- [Information shown]:
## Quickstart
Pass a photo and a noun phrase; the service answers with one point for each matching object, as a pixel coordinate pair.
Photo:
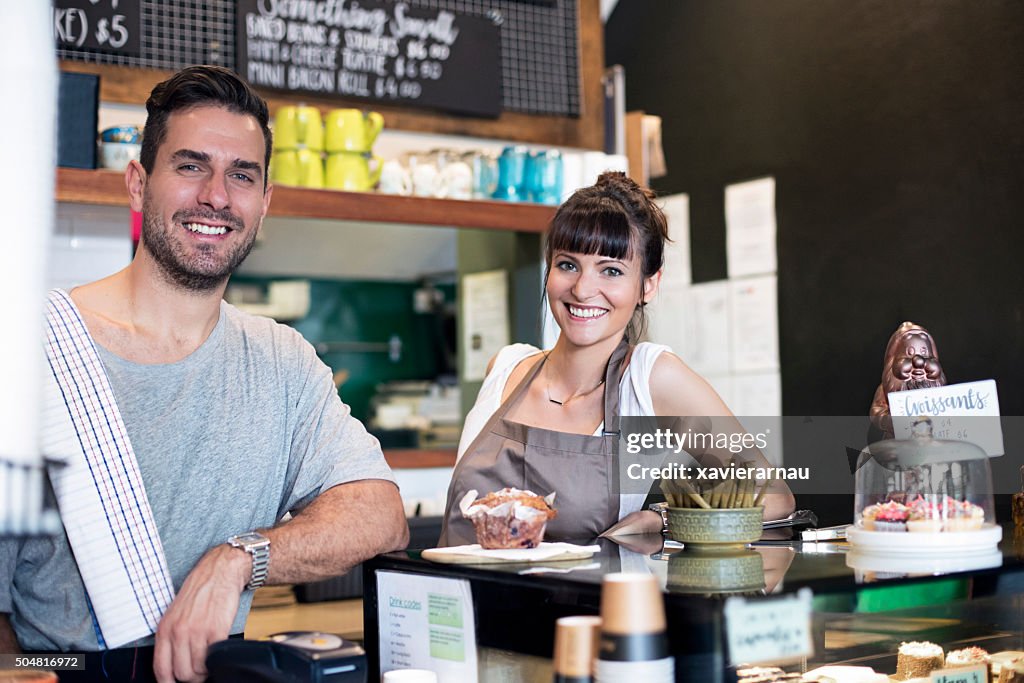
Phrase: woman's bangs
(602, 232)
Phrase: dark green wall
(370, 311)
(895, 131)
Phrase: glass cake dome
(923, 495)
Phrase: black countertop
(516, 610)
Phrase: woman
(548, 421)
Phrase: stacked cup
(576, 646)
(350, 136)
(298, 143)
(633, 645)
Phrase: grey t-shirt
(246, 428)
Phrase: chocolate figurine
(911, 363)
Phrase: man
(233, 420)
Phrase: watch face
(250, 537)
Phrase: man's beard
(200, 271)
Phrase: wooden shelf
(108, 188)
(403, 459)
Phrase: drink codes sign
(390, 52)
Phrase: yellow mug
(298, 127)
(350, 171)
(298, 168)
(352, 130)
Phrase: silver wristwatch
(663, 510)
(258, 546)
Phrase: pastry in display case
(924, 496)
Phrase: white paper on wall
(750, 227)
(709, 317)
(754, 316)
(485, 321)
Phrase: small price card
(977, 674)
(769, 629)
(427, 623)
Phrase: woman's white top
(634, 397)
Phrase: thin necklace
(547, 390)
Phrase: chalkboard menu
(382, 51)
(110, 26)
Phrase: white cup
(410, 676)
(395, 178)
(458, 178)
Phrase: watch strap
(259, 551)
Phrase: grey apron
(580, 468)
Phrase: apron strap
(611, 377)
(102, 501)
(520, 388)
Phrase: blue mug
(546, 182)
(511, 174)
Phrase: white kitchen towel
(99, 491)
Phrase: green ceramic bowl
(717, 569)
(726, 526)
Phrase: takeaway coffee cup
(576, 646)
(633, 644)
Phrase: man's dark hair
(201, 86)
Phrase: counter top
(516, 605)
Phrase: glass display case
(924, 496)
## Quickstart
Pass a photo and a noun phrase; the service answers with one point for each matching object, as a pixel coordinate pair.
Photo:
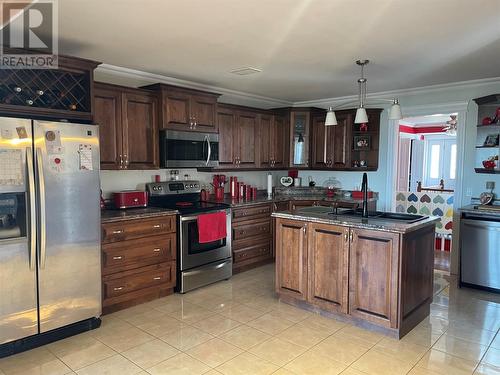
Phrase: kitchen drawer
(252, 252)
(259, 228)
(252, 212)
(130, 229)
(159, 275)
(281, 206)
(139, 252)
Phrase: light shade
(331, 119)
(395, 111)
(361, 116)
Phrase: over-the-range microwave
(180, 149)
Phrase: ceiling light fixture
(451, 126)
(361, 115)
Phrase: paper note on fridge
(85, 152)
(11, 167)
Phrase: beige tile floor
(239, 327)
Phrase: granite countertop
(111, 215)
(284, 198)
(470, 209)
(358, 222)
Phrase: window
(440, 161)
(435, 161)
(453, 161)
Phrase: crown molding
(239, 97)
(228, 95)
(400, 93)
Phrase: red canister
(233, 187)
(254, 193)
(241, 190)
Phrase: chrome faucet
(364, 189)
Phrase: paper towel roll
(269, 185)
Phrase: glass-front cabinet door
(301, 134)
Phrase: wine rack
(64, 93)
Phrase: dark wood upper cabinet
(334, 147)
(247, 130)
(265, 135)
(65, 93)
(108, 115)
(128, 123)
(227, 137)
(186, 109)
(140, 125)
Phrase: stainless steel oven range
(198, 264)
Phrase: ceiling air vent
(246, 70)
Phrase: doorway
(427, 173)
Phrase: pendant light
(361, 115)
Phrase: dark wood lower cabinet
(251, 236)
(373, 276)
(291, 258)
(376, 279)
(328, 265)
(138, 261)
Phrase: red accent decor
(212, 227)
(359, 194)
(427, 129)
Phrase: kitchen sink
(408, 218)
(396, 216)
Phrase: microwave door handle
(43, 224)
(31, 187)
(209, 150)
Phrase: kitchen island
(374, 272)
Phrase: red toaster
(130, 199)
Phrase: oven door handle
(195, 217)
(209, 149)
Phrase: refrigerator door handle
(31, 187)
(43, 224)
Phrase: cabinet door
(204, 113)
(338, 142)
(140, 127)
(373, 276)
(320, 157)
(279, 137)
(266, 141)
(176, 110)
(227, 138)
(107, 114)
(328, 247)
(291, 258)
(247, 135)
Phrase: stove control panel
(173, 187)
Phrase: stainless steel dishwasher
(480, 251)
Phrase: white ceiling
(306, 48)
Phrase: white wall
(473, 183)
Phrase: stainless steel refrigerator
(50, 270)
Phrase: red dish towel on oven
(212, 227)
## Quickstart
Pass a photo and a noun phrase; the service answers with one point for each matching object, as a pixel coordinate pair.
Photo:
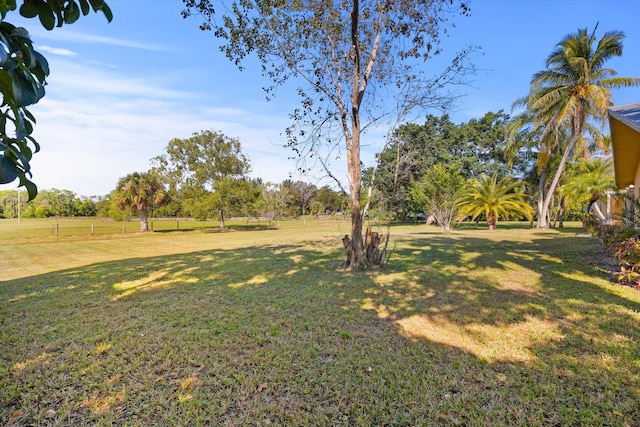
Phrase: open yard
(517, 327)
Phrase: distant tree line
(427, 169)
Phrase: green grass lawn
(516, 327)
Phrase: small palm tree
(495, 198)
(589, 182)
(139, 192)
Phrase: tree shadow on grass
(458, 330)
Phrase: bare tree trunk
(221, 218)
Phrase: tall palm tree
(139, 192)
(574, 88)
(589, 182)
(495, 198)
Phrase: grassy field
(517, 327)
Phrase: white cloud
(98, 126)
(71, 36)
(57, 51)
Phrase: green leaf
(29, 9)
(71, 13)
(84, 5)
(8, 170)
(32, 190)
(96, 4)
(46, 15)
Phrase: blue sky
(119, 92)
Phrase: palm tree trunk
(491, 221)
(542, 221)
(221, 218)
(542, 180)
(144, 220)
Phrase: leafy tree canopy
(355, 62)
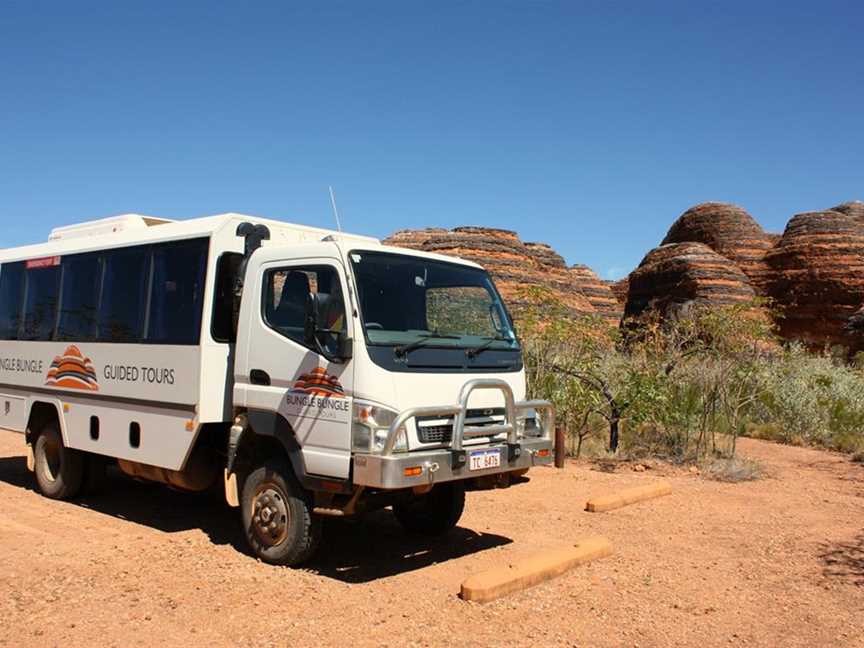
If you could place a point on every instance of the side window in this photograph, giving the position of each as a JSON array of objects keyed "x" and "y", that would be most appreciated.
[
  {"x": 460, "y": 310},
  {"x": 11, "y": 295},
  {"x": 222, "y": 321},
  {"x": 40, "y": 302},
  {"x": 177, "y": 292},
  {"x": 284, "y": 302},
  {"x": 121, "y": 311},
  {"x": 79, "y": 297}
]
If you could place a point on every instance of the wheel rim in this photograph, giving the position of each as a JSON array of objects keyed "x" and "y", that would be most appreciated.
[
  {"x": 270, "y": 514},
  {"x": 51, "y": 465}
]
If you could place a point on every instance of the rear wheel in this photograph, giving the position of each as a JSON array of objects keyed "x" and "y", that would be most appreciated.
[
  {"x": 434, "y": 513},
  {"x": 277, "y": 516},
  {"x": 59, "y": 470}
]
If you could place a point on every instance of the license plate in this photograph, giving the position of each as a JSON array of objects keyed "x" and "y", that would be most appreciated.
[{"x": 482, "y": 459}]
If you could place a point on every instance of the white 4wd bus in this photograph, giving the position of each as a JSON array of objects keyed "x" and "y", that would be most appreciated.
[{"x": 315, "y": 372}]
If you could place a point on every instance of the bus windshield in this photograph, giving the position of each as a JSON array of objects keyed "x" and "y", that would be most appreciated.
[{"x": 411, "y": 302}]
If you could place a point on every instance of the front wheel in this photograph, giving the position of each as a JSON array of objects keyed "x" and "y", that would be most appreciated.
[
  {"x": 277, "y": 516},
  {"x": 434, "y": 513}
]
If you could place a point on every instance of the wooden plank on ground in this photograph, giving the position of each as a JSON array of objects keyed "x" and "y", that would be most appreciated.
[
  {"x": 498, "y": 582},
  {"x": 629, "y": 496}
]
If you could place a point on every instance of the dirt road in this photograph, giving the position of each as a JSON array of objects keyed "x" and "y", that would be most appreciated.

- [Short problem]: Reproduce the listing above word for word, starting at the line that contains "of the wooden" and continuing to the end of the listing.

- [Correct output]:
If you could place a point on every instance of the wooden plank on ground in this photograph, giving the position of each as a JSON array of objects keyed "x" and "y", that would be most appreciated.
[
  {"x": 498, "y": 582},
  {"x": 629, "y": 496}
]
If you could place a point on every instance of the dirt road in this photograph, giving the position of each as a JSON array of objects keyed "x" and "y", that would be most appreciated.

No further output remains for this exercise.